They love your prize winning veggies as much as they love the soggy British climate. Making their appearance in droves whenever we’ve had a good drizzle – we’re referring, of course, to slugs! Other than being a vital part of our ecosystem, many of us can’t think of anything redeeming about these slimy, black and orange squirmers - and that’s not just because the pawsr team is still bitter about the untimely disappearance of their delicious winter vegetables!
Most people are familiar with these sludgy little creatures. Whether you’ve spotted them munching your prize petunias or covering the path after a drizzle, there are a few things you may not know about slugs.
Perhaps the most common type in the UK, the large, Black Slug, isn’t always black. They can also appear brown and sometimes have an orange frill.
These large land gastropod molluscs don’t have shells like their cousins, snails. Therefore, their bodies produce a mucus full of toxins to deter predators. They actually produce two other types of mucus, too - one which helps them move, and another which prevents them from drying out - which would be deadly to a slug!
Slugs, admittedly, are actually quite useful as decomposers. This means they can help break down minute fibres, thus aiding the composting process. They don’t just have a taste for your veg patch - they are actually omnivores - and will prey on small organisms such as earthworms, and even some carrion!
Black slugs are native to the UK and can be found all year round. However, as they are nocturnal, we are least likely to see them during the day or in warm weather. They prefer damp, dark and cool environments. We find them more frequently in wooded areas and less populated areas.
So - when are our pets likely to encounter these viscous (though hardly vicious) creatures, and what harm are they likely to pose?
Naturally, our cats and dogs are most likely to come across slugs in the wild. Outdoor cats and dogs who are walked in the woods or have access to gardens are in particular liable to cross paths.
Slugs, having no visible teeth or claws, aren’t likely to be aggressive or cause injury to our pets, but they can still be cause for concern. Slugs can carry a parasite known as lungworm, which poses a particular risk to dogs. According to the Blue Cross, there are plenty of signs you should be looking for.
Lungworm larvae can cause heart problems, as well as pneumonia and other breathing difficulties. If you suspect your dog has eaten a slug and you notice symptoms such as lethargy, coughing, difficulty breathing, or clotting issues, it can be a sign of lungworm and you should seek medical advice straight away.
Cats are also at risk of lungworm, perhaps even more so as they are more likely to eat slugs and snails. They are also likely to eat rodents or birds who may have eaten infected gastropods, too. The symptoms are very similar for cats as they are in dogs, but may also include weight loss, bloodshot eyes, blood traces found in the urine or faeces, fever, or nosebleeds. Again, if you suspect your pet may have contracted lungworm, please make sure to contact your vet immediately.
Another risk presented by slugs actually come from people, specifically gardeners who use slug repellent or poison pellets. These pellets often contain a chemical called metaldehyde, which if ingested by a dog or cat can cause significant poisoning and if left untreated can even be lethal.
Your pet would start to show symptoms within an hour if they have consumed slug pellets. Symptoms can include vomiting, fever, seizures, muscle tremors, and the appearance of intoxication. Please do get your pet straight to the vet if you notice any of these symptoms and, if possible, take the container of the product used.
Therefore – while the humble black slug may seem harmless – it could actually bring a lot of harm to our pets! Not all slugs are harmful to eat – but it’s probably best to keep them out of your pets’ diets!

**Source material**:
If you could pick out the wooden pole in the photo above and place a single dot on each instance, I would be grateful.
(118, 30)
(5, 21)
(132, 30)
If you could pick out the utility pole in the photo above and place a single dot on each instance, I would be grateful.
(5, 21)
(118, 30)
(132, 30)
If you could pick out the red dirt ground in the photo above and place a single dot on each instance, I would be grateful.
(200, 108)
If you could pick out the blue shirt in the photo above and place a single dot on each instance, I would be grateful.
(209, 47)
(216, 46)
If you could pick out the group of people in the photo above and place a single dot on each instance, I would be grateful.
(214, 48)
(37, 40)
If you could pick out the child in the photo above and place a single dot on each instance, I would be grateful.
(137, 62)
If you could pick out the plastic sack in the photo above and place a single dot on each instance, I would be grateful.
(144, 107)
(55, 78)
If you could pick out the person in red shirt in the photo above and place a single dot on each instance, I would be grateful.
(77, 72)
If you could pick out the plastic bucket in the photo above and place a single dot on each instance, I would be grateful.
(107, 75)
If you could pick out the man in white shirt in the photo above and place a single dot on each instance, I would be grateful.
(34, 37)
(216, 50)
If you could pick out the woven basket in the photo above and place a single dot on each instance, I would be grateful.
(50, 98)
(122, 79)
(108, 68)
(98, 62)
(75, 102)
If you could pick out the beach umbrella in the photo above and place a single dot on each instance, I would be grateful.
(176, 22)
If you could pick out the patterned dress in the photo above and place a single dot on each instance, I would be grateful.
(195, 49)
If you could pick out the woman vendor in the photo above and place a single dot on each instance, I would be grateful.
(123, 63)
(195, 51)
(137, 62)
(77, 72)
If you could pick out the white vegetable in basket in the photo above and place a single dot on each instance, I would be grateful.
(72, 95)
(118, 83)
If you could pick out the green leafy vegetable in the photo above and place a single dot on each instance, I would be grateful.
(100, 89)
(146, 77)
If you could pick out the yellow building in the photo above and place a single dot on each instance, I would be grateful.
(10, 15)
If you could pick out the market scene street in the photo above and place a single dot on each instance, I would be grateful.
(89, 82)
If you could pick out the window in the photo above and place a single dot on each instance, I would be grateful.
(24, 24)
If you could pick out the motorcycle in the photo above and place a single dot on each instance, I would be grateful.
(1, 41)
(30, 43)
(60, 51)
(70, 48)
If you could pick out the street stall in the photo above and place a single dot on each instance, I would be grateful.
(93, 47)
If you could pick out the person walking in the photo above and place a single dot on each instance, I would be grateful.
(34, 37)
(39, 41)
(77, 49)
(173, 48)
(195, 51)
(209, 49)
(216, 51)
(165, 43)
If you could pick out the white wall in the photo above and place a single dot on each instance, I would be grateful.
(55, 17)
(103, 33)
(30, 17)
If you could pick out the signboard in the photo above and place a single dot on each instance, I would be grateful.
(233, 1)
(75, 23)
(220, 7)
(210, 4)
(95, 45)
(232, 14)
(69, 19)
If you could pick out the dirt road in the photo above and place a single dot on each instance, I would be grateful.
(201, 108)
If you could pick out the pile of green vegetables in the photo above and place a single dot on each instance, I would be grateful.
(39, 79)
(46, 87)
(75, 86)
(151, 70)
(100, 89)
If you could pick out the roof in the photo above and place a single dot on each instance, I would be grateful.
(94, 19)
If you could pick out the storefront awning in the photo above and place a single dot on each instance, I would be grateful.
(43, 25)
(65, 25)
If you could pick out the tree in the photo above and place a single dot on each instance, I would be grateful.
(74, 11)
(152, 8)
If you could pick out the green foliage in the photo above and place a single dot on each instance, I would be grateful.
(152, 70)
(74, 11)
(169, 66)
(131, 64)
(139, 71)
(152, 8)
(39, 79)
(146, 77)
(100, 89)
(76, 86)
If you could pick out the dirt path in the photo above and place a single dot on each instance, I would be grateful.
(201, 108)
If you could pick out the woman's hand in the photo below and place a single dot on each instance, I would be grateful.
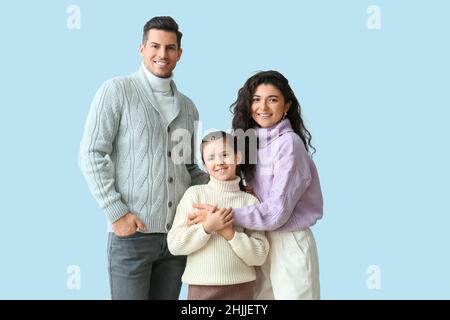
(200, 215)
(219, 220)
(227, 232)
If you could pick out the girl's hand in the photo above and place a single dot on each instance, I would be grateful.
(218, 220)
(227, 232)
(200, 215)
(249, 189)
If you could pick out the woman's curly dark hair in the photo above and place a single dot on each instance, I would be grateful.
(242, 114)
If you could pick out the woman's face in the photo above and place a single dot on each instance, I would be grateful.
(268, 105)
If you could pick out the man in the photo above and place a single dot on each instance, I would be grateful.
(126, 158)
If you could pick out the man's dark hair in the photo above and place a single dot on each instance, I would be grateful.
(165, 23)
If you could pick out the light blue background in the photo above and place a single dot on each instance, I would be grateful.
(376, 103)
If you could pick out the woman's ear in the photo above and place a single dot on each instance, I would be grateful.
(238, 157)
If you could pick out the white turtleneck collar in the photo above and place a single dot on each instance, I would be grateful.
(160, 85)
(228, 185)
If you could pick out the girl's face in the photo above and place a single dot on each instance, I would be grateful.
(220, 160)
(268, 105)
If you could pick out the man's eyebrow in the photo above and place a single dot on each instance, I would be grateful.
(169, 45)
(271, 96)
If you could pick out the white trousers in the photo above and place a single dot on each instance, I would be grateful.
(291, 271)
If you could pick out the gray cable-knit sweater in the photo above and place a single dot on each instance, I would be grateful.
(133, 159)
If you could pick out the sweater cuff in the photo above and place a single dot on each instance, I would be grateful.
(236, 241)
(115, 211)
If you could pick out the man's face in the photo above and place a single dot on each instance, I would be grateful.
(160, 53)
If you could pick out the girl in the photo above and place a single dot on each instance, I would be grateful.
(220, 258)
(286, 182)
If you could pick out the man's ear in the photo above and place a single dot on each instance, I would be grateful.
(141, 49)
(180, 51)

**Task statement**: Copy the part of the article on slugs that begins at the words "Lungworm larvae can" and stops after "advice straight away.", swapping "lethargy" for "tiredness". None of the items is needed here.

**Task solution**:
Lungworm larvae can cause heart problems, as well as pneumonia and other breathing difficulties. If you suspect your dog has eaten a slug and you notice symptoms such as tiredness, coughing, difficulty breathing, or clotting issues, it can be a sign of lungworm and you should seek medical advice straight away.